**EXERCISES:**
1. Reproduce a passage from the literary note on Mary E. Wilkins, starting at the words "Another writer of" and ending after the words "is not brief.".
2. Continue the literary note on Mary E. Wilkins and her stories from its last sentence.

**EXTRACT TO READ:**
----
Literary Notes

by Laurence Hutton

From Harper's New Monthly Magazine Volume 89 Issue 534 (November 1894)

Another writer of short stories who is a credit to her generation, to her sex, and to her country, is Miss Mary E. Wilkins, so essentially a short-story writer that her “Jane Field” is nothing more than a long short story, while her “Pembroke” is nothing less than three short stories in one. The simple fact that a romance is “to be continued in our next” does not make it a novel, and although it be extended to a hundred chapters, to a dozen parts, and to three volumes, a short story will be a short story still, pungent and concentrated even when it is not brief.

The great promise exhibited in Miss Wilkins's first effort at the expansion of a short story has been more than fulfilled in the trilogy of short stories which she now presents to her friendly public. Pembroke5 opens with a courting scene in New England, at about that historic period when Zekle crep' up quite unbeknown an' peeked in thru' the winder; and although the Huldy of this case is, unfortunately, not all alone, and although in the beginning of her career there was a disagreeable father nigh to hinder, Miss Wilkins's Barnabas Thayer and Charlotte Barnard suggest in many ways, sad though their story is, the familiar hero and heroine of Lowell's poem, and perhaps they are intended to be an elaboration of the characters upon whom the poet merely touches. “'Twas kin' o' kingdom come to look on sech a blessed cretur as Charlotte was, and none in the whole country couldn't quicker pitch a ton nor drov' a furrer straighter than could Barnabas himself, who was not only clear grit and human natur', but was, as well, six foot o' man, A. 1.”
----
Dataset records
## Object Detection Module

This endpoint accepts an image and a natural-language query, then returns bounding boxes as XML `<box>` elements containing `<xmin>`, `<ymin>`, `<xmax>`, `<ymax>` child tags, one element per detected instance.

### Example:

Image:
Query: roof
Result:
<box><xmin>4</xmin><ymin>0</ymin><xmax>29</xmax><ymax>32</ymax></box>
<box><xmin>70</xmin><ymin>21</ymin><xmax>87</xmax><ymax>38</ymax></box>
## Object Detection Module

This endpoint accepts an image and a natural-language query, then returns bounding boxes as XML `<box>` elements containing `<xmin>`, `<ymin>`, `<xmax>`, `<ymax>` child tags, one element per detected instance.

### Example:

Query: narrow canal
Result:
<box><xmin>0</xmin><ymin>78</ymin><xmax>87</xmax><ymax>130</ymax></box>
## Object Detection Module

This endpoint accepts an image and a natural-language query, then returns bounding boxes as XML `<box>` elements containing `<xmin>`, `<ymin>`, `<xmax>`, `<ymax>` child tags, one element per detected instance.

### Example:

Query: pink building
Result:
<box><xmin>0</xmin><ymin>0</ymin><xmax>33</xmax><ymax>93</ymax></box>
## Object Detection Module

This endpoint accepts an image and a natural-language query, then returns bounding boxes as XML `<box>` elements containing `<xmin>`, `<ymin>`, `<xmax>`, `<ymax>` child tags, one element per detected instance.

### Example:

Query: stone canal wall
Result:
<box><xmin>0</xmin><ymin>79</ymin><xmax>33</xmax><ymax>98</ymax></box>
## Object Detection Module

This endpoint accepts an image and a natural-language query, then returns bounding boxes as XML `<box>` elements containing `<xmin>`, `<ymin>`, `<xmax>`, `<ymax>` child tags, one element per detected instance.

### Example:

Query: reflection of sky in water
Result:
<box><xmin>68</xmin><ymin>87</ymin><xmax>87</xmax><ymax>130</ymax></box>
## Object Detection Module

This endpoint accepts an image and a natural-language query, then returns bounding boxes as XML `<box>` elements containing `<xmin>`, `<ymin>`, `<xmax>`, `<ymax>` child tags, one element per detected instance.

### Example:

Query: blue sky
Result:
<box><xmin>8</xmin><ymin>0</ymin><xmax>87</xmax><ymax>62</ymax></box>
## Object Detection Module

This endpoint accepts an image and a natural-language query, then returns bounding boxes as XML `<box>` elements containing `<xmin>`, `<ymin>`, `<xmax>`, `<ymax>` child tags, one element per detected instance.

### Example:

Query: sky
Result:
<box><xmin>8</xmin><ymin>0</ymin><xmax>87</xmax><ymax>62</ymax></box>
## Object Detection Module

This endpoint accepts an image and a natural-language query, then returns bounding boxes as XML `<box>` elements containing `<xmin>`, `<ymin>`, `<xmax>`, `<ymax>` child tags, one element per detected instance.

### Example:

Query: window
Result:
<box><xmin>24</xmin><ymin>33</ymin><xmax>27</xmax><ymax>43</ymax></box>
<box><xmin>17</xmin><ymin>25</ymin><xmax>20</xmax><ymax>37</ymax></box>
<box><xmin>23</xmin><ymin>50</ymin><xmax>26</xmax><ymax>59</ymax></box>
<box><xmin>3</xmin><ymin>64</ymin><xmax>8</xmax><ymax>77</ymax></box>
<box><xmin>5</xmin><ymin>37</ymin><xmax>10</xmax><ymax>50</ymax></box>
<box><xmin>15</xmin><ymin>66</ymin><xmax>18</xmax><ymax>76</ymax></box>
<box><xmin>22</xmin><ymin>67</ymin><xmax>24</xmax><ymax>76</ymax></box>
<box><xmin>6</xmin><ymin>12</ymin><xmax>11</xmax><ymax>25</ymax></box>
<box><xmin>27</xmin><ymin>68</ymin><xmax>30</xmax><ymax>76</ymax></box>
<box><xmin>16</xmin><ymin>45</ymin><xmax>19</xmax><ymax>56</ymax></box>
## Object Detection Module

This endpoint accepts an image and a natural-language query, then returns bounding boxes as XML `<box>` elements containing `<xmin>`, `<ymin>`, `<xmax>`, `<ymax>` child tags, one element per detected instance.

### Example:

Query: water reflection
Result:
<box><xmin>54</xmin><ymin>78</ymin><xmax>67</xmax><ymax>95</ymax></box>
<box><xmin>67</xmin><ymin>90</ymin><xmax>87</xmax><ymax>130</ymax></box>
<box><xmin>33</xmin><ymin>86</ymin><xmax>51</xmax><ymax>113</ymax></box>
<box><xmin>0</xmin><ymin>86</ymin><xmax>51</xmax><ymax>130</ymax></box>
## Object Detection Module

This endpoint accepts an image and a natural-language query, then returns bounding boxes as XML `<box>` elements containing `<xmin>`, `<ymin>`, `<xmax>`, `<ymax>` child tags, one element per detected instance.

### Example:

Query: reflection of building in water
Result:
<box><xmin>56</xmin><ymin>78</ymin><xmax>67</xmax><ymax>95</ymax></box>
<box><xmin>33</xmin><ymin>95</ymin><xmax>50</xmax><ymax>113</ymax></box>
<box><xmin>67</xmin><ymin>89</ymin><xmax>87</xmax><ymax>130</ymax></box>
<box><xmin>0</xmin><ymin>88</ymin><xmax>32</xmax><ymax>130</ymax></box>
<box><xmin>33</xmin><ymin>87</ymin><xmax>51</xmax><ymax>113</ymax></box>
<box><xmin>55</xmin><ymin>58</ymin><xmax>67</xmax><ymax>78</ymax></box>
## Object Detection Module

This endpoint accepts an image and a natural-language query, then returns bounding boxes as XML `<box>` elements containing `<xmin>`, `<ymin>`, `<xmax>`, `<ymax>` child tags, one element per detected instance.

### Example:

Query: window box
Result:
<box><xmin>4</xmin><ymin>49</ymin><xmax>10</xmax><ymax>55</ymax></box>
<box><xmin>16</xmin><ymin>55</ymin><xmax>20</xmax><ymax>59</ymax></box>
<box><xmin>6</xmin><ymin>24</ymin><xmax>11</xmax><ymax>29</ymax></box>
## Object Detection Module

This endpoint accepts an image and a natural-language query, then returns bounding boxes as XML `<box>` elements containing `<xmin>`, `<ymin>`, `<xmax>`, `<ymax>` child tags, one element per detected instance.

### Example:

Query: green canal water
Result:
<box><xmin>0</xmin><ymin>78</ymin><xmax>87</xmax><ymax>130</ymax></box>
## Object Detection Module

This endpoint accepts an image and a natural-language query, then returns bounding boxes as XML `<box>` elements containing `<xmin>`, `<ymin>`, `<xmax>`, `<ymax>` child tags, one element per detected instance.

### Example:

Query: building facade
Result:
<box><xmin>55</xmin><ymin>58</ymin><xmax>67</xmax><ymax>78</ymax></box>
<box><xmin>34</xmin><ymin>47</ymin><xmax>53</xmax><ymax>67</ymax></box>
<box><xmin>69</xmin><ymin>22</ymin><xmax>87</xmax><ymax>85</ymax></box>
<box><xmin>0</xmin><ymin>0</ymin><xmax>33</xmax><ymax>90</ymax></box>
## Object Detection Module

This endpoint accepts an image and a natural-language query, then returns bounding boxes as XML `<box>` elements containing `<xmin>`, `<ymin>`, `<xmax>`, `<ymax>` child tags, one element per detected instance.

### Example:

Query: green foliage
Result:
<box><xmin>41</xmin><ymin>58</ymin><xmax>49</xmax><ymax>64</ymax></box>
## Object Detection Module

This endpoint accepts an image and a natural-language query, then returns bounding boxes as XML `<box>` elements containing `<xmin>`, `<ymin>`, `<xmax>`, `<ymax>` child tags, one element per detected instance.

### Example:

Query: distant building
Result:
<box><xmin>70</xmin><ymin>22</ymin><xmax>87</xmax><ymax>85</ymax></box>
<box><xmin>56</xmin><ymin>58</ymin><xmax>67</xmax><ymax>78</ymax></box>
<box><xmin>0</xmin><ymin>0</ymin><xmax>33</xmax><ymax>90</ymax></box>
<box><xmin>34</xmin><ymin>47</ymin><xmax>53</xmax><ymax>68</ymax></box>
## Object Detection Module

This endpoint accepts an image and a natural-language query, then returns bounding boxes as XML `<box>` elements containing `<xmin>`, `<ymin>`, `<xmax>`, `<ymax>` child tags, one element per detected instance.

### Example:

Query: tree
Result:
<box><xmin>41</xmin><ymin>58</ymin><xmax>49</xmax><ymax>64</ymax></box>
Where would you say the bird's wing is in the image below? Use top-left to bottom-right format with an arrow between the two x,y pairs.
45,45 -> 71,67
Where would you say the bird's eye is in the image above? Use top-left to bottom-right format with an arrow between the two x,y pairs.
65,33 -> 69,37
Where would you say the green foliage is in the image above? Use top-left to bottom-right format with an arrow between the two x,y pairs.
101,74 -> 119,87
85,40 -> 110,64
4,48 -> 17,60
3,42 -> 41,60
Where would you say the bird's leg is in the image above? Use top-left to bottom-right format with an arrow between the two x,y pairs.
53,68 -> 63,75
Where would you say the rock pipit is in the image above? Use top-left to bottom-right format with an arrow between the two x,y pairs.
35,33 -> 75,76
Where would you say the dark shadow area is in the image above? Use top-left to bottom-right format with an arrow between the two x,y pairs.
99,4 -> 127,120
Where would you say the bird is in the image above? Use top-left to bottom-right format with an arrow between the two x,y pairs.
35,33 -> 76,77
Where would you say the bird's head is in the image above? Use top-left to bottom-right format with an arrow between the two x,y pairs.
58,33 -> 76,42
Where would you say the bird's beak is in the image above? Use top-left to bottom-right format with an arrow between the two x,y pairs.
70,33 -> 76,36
----
**EXPECTED RESPONSES:**
1.
Another writer of short stories who is a credit to her generation, to her sex, and to her country, is Miss Mary E. Wilkins, so essentially a short-story writer that her “Jane Field” is nothing more than a long short story, while her “Pembroke” is nothing less than three short stories in one. The simple fact that a romance is “to be continued in our next” does not make it a novel, and although it be extended to a hundred chapters, to a dozen parts, and to three volumes, a short story will be a short story still, pungent and concentrated even when it is not brief.

2.
While it is pleasant to think of “The Courtin'” as a prelude to Miss Wilkins's drama, and to fancy that we are following the careers of Huldah and Ezekiel in the three love-stories which run along, side by side, in “Pembroke,” the drama is much more than a sequel to the prologue, and is quite able to stand upon its own merits. It has all the qualities which were so conspicuous in “Jane Field” and in its author's many shorter tales; humor, pathos, homely devotion, Yankee contrariness and stubbornness, and, above all, the portrayal of that intensity of suppressed feeling which distinguishes the children of the Pilgrim Fathers even to the present day. It is hard to find in the whole range of modern fiction anything much more touching and tender than that early chapter in which Barnabas is seen all alone in the unfinished little cottage he is building for his promised wife, and when he thought how the very room, because she was to occupy it, seemed warm from floor to ceiling. “‘Her rocking-chair can set there,’ said Barnabas, aloud. The tears came into his eyes, he stepped forward, laid his smooth boyish cheek against a partition-wall of this new house, and kissed it. It was a fervent demonstration, not towards Charlotte alone, nor the joys to come to him within those walls, but to all life and love and nature, although he did not comprehend it. He half sobbed as he turned away, his thoughts seemed to dazzle his brain, and he could not feel his feet.”

The second pair of lovers in Pembroke are older, if not more experienced, than the first, and they, too, will appeal to all mankind by whom lovers are loved. There is something of Ezekiel in Richard as well as in Barnabas, and not a little of Huldah in Charlotte's Aunt Sylvia, who waited in her own sitting-room, and in patient maidenhood, eighteen years for her beau to up and kiss her. It will be remembered that Richard, on one famous occasion, had stood a spell on one foot first, then stood a spell on t'other, before he had the courage to sit by Sylvia's side on the hair-cloth sofa, his only demonstrative exhibition in fifty-two times eighteen Sunday evenings; and when we are told in Chapter II. that Richard had a fine tenor voice, and had sung in the choir ever since he was a boy, we can imagine how he used to make Old Hundred ring in Sylvia's ears and heart.

The history of the third pair of lovers — William and Rebecca — is the most tragic of all; and the story of their courting, delicately told by Miss Wilkins, leads them into deeper and muddier waters than Miss Wilkins has ever sounded before. To say why gals acts so or so, or don't, 'ould be presumin', even in fiction; and from these two we turn, all teary 'round the lashes, to the better, although long deferred, fates of their cousins and their aunts; all smily 'round the lips when we learn that Sylvia's journey towards the poor-house and Barney's painful walk to Charlotte's door are to end in their both being cried lawfully in meetin', on the last Sunday we pass in Pembroke.

5 Pembroke. A Novel. By Mary E. Wilkins. Author of “Jane Field,” “A Humble Romance,” “A New England Nun,” etc. Illustrated. 16mo, Cloth, Ornamental, $1 50. New York: Harper and Brothers.